> Records supplied
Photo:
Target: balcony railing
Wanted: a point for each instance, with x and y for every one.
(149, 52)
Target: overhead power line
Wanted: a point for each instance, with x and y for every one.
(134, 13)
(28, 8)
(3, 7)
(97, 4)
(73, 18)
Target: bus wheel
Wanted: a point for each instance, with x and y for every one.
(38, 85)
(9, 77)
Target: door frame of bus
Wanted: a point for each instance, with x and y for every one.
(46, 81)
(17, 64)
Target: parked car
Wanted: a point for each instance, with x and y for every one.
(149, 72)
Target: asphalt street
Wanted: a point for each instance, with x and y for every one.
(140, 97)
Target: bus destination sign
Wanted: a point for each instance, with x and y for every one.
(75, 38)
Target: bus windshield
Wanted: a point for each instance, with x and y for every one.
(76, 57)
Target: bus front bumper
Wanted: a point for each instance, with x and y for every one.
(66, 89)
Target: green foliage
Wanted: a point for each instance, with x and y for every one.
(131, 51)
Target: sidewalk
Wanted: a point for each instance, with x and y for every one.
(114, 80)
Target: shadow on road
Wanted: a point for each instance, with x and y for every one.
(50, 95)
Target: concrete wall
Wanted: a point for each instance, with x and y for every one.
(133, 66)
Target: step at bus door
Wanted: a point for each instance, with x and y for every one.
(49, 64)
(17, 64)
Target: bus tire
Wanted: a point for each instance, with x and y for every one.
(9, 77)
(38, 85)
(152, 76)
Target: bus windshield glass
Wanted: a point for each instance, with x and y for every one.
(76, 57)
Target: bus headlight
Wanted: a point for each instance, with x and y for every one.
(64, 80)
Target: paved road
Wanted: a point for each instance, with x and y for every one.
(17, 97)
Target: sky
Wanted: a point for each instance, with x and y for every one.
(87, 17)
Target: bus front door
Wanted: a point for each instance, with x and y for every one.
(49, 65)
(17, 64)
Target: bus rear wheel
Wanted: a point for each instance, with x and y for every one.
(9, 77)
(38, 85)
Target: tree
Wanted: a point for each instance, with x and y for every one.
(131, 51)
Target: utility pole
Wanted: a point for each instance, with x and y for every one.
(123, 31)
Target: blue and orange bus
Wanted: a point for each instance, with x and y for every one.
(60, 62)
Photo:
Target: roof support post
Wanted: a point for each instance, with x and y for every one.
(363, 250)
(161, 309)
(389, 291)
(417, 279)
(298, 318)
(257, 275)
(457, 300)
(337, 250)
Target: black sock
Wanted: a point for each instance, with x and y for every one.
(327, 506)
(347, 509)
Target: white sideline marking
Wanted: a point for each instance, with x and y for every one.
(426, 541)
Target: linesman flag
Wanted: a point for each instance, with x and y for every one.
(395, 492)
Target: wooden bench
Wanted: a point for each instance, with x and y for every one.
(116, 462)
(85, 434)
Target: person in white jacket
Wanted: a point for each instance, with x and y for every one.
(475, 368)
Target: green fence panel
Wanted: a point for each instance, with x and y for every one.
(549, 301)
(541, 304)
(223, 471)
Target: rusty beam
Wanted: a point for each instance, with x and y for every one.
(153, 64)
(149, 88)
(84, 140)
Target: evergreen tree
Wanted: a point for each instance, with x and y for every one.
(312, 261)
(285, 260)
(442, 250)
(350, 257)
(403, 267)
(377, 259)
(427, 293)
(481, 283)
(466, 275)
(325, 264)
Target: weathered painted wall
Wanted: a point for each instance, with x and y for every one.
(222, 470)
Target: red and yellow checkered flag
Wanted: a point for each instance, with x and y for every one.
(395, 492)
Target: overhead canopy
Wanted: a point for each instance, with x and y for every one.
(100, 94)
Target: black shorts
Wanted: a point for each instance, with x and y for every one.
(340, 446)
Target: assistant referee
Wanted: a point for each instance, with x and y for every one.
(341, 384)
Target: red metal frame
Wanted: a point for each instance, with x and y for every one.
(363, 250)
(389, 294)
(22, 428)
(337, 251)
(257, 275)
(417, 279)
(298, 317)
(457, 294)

> Requirement
Would it be possible to reproduce all the entries exactly as they appear above?

> Problem solution
Photo:
Target: balcony railing
Wanted: a point for each instance, with x and y for every one.
(149, 52)
Target: overhead power line
Wanted: a point for each instance, with x and y for every one.
(134, 13)
(28, 8)
(3, 7)
(97, 4)
(73, 18)
Target: bus wheel
Wanted: a point for each instance, with x and y for every one.
(38, 85)
(9, 77)
Target: door frame of bus
Wanted: a point for each instance, with x and y for every one.
(46, 81)
(17, 64)
Target: parked car
Wanted: a point for each instance, with x and y for every one.
(149, 72)
Target: asphalt street
Wanted: a point for each instance, with x and y for every one.
(140, 97)
Target: bus destination sign
Wanted: a point for each instance, with x and y for every one.
(75, 38)
Target: bus windshield
Wanted: a point for each instance, with x and y for every one.
(76, 57)
Target: bus front bumper
Wanted: a point for each instance, with x and y for every one.
(66, 89)
Target: green foliage
Wanted: a point for each instance, with x and y for every one.
(131, 51)
Target: sidewalk
Wanted: a point for each instance, with x and y for every one.
(114, 80)
Target: shadow on road
Wanted: a point for each instance, with x and y for every one.
(50, 95)
Target: concrete wall
Wanted: a point for each instance, with x and y for every one.
(133, 66)
Target: step at bus door
Wanted: a point for each instance, with x and y for every one.
(49, 64)
(17, 64)
Target: bus tire
Wanted: a point for each instance, with x and y for every one.
(9, 77)
(38, 85)
(152, 76)
Target: bus windshield glass
Wanted: a point for each instance, with x and y for every one.
(76, 57)
Target: bus headlight
Wanted: a point for each instance, with x and y for every one.
(64, 80)
Target: paved road
Wanted: a point for each instance, with x and y for every one.
(17, 97)
Target: sky
Wanted: a point for each instance, with x and y for every one.
(87, 17)
Target: bus front door
Wanted: a point for each instance, with x and y for every one.
(49, 65)
(17, 64)
Target: bus rear wheel
Wanted: a point for each instance, with x and y for every one.
(9, 77)
(38, 85)
Target: tree
Wanted: a point for each instance, with x and y for every one.
(131, 51)
Target: utility pole
Wanted: a point for each instance, with x and y for every one.
(123, 31)
Target: blue and orange bus
Wanted: a point for each instance, with x and y for every one.
(60, 62)
Photo:
Target: roof support post
Wanted: a point for each instance, with x and y for every one.
(363, 250)
(161, 309)
(389, 291)
(417, 279)
(298, 318)
(257, 275)
(457, 300)
(337, 250)
Target: black sock
Wanted: a point for each instance, with x and y for every one.
(327, 506)
(347, 509)
Target: white sideline marking
Wanted: a point for each instance, with x and y for every one.
(426, 541)
Target: linesman flag
Wanted: a point for each instance, with x and y for every one.
(395, 492)
Target: wooden bench
Wanted: a point for each instance, with x and y for every one.
(116, 462)
(85, 434)
Target: person in white jacket
Wanted: a point for each instance, with x and y for every one.
(475, 368)
Target: green fence panel
Wanted: a point for each instance, with x and y for every one.
(549, 301)
(541, 304)
(223, 471)
Target: rusty beam
Wanted: a point for each instance, with x and y for every one.
(153, 64)
(149, 88)
(84, 140)
Target: evergreen tree
Wanted: a point for each instance, with x and y for every one.
(312, 261)
(285, 260)
(442, 250)
(350, 257)
(403, 267)
(377, 259)
(427, 293)
(481, 283)
(466, 275)
(325, 264)
Target: weathered painted wall
Wanted: a point for each instance, with x and y for every one.
(222, 470)
Target: red and yellow checkered flag
Wanted: a point for each instance, with x and y for every one.
(395, 492)
Target: overhead canopy
Wanted: a point for each instance, with x and y for every one.
(100, 94)
Target: black shorts
Wanted: a point for each instance, with x and y for every one.
(340, 446)
Target: assistant referee
Wanted: a point for each instance, with x and y for every one.
(341, 384)
Target: red metal frame
Wanted: a point for each instance, with x and y for every one.
(363, 250)
(389, 294)
(22, 428)
(337, 251)
(257, 275)
(417, 279)
(298, 317)
(457, 294)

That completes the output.